Document extract
------------------------------

When I go visit my parents at their house, I inevitably end up watching some TV with my dad, and it's almost always tuned to his favorite channel: The Golf Channel. It presents an... interesting portrait of the sport, one that's focused on hitting balls out of impossible spots on riverbanks, commentators wearing matching polo shirts, the amount of titanium in clubs (at least, according to ads) and grand-prize SUVs that somehow magically sit atop water hazards.

It's enough to make someone who only occasionally dips into the world of golf forget that the sport is mostly played on stunningly gorgeous, well-manicured courses, and that the act of being an in-person spectator or player can be a strange sort of communion with nature. Artist Nathan Fox, known for his work on Dark Horse Comics' Pigeons from Hell, his covers for Vertigo's FBP: Federal Bureau of Physics, and one widely shared Wonder Woman redesign, managed to capture that sense wonderfully in some recent commissions of the Masters tournament for Golf Digest.

------------------------------

Written request a
Edit the passage on golf: rewrite it starting with "When I go visit" and going on through "atop water hazards.", replacing "titanium" with "graphite".

------------------------------

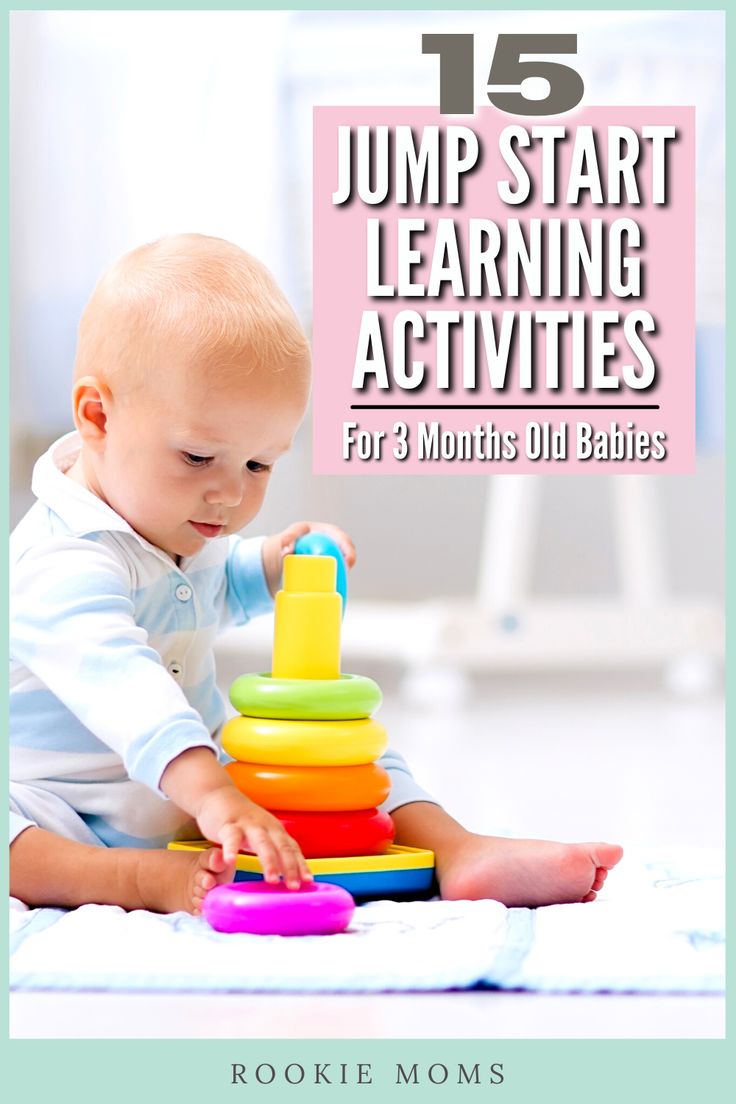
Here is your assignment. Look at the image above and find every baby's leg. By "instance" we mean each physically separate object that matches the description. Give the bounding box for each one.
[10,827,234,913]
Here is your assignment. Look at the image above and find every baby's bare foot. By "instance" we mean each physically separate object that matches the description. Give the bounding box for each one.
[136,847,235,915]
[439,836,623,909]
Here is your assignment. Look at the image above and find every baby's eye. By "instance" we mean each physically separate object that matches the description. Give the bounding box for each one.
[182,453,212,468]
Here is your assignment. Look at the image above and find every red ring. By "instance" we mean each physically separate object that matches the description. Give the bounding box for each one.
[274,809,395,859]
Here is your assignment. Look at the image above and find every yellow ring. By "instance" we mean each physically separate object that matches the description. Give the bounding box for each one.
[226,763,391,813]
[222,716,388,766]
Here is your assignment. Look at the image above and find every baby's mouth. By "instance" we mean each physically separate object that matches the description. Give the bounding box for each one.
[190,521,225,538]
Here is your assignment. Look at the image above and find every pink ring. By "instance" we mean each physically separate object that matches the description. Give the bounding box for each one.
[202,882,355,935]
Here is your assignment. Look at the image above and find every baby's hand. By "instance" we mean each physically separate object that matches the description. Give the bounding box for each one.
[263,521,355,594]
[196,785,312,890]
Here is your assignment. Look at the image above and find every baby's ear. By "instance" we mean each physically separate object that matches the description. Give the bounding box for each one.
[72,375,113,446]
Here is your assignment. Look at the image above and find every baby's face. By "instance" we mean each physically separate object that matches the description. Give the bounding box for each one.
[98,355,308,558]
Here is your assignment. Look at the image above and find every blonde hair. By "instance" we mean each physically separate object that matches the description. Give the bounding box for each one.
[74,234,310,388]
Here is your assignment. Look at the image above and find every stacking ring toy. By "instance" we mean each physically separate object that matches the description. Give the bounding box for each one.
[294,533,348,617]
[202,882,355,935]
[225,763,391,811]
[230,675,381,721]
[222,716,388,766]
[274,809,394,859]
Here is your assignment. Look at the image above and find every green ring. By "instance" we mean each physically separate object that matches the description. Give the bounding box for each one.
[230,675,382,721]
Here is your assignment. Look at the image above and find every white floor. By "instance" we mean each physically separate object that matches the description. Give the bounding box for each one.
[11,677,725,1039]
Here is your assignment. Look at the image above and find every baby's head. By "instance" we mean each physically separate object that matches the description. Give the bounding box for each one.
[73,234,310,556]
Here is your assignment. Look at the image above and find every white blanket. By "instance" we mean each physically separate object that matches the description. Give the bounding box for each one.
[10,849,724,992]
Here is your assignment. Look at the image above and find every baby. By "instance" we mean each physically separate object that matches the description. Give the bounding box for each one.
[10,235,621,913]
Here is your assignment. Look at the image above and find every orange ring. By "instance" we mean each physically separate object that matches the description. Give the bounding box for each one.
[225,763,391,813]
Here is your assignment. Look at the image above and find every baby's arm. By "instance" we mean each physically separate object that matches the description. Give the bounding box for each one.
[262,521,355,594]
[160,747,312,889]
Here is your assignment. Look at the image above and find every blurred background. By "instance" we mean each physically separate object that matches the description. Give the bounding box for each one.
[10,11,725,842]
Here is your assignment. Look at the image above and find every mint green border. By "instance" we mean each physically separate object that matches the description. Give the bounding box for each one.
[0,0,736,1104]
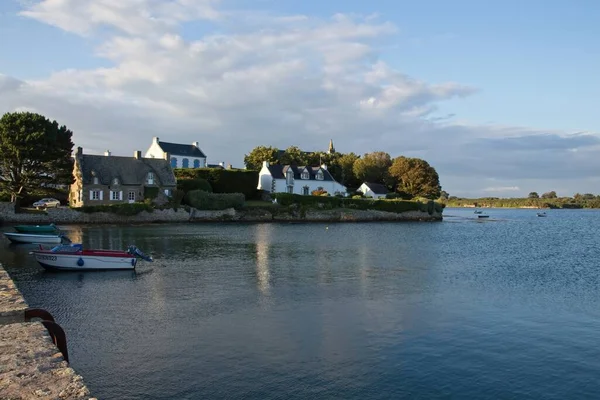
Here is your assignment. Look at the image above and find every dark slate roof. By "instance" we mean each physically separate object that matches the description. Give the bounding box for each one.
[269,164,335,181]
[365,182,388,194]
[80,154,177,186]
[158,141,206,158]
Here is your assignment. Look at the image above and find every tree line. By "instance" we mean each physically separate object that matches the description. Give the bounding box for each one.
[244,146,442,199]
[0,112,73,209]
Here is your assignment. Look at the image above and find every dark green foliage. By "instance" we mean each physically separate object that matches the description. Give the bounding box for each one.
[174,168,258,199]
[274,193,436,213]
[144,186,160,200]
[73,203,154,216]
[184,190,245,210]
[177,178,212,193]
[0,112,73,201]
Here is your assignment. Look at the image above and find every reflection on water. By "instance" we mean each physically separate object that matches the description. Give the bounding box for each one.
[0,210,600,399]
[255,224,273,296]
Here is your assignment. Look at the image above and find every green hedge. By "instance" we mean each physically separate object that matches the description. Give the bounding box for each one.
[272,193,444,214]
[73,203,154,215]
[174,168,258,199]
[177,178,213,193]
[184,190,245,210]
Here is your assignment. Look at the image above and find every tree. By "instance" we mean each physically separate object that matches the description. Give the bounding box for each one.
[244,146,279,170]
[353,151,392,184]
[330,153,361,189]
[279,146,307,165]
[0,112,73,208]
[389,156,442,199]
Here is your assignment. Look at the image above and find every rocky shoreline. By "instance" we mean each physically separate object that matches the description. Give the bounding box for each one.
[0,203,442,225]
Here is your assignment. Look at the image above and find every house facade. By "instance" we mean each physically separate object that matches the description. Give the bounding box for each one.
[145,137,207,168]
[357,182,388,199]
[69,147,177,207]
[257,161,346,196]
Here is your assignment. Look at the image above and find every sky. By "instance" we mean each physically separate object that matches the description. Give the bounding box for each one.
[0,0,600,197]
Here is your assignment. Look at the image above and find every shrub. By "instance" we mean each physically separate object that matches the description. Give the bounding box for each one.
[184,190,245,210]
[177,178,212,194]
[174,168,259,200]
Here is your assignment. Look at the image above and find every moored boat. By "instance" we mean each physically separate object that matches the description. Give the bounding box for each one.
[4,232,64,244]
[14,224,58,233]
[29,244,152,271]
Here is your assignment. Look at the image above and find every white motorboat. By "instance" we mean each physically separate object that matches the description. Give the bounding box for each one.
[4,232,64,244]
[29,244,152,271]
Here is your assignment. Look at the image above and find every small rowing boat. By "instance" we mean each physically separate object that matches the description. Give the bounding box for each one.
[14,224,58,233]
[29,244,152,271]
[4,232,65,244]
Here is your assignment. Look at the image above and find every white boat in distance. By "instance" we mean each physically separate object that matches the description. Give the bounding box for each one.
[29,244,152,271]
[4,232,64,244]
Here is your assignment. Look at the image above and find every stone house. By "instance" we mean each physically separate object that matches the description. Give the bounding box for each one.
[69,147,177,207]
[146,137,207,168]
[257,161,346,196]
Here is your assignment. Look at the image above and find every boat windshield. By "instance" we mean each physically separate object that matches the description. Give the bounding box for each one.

------------------------------

Written request b
Restate word for word the entries starting with the line with "find every tree." and going on through the line with "[4,232,65,244]", with both of those lines included.

Final result a
When I go visit my parents at their house, I inevitably end up watching some TV with my dad, and it's almost always tuned to his favorite channel: The Golf Channel. It presents an... interesting portrait of the sport, one that's focused on hitting balls out of impossible spots on riverbanks, commentators wearing matching polo shirts, the amount of graphite in clubs (at least, according to ads) and grand-prize SUVs that somehow magically sit atop water hazards.

Final result b
Here is your assignment. Look at the image above and find every tree. By "instance" we mean each physically separate object that matches the description. Give the bounding box for each one.
[244,146,279,170]
[353,151,392,184]
[330,153,361,189]
[279,146,307,165]
[0,112,73,208]
[389,156,442,199]
Here is your assignment. Look at the image above and find every rocky shoreline. By "instance" we mean each physically separate object that matches the description. Give the bounding box for each one.
[0,203,442,225]
Here is your assignment. Look at the image above and find every house facade. By "instance" we mean each physically separate object that matches the description. Give the bounding box for each one.
[145,137,207,168]
[357,182,388,199]
[69,147,177,207]
[257,161,346,196]
Here is your assignment. Look at the image above and find every sky. By "instance" we mean each physically separate object that matches the description. Give the bounding box for each one.
[0,0,600,197]
Here is your assignment. Look at the image above and find every shrub. By "instance" we mean each physically separate object that matches the description. Give the bounding box for each one.
[184,190,245,210]
[177,178,212,194]
[174,168,259,200]
Here is your assignment. Look at the image above and find every moored boat. By "instance" we mean each physically separate object that matches the description. Give the bounding box for each one.
[4,232,64,244]
[14,224,58,233]
[29,244,152,271]
Here is your assignment. Look at the image above and find every white motorboat. By "instance" we mean each physically separate object that matches the description. Give the bounding box for each one.
[4,232,64,244]
[29,244,152,271]
Here is your assignment. Look at the image above and find every small rowing boat. By "instance" we mean each physically separate object that matches the description. Give the bounding box for each one.
[14,224,58,233]
[29,244,152,271]
[4,232,65,244]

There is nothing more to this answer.